Directions for this task. Copy out each record that follows exactly, and omit any picture you find.

Material for this exercise.
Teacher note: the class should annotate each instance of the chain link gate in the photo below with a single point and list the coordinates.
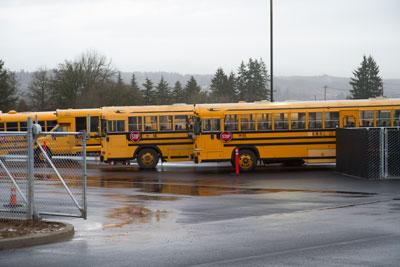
(40, 175)
(373, 153)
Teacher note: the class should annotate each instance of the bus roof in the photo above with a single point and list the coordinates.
(23, 116)
(243, 106)
(78, 112)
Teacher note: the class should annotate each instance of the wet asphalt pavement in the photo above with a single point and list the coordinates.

Response to this task.
Teacher note: the class should annotate each instance of the chain link gate in the photo below with a single point and list the coordinates.
(40, 175)
(373, 153)
Teacher note: the class should annotate each instance of the bus roof in the photo above with a single point and list the coordinates.
(23, 116)
(243, 106)
(78, 112)
Teacher note: the class should annotate each instance of the wet asphalt pavement in the photo above with a single point and list the coordinates.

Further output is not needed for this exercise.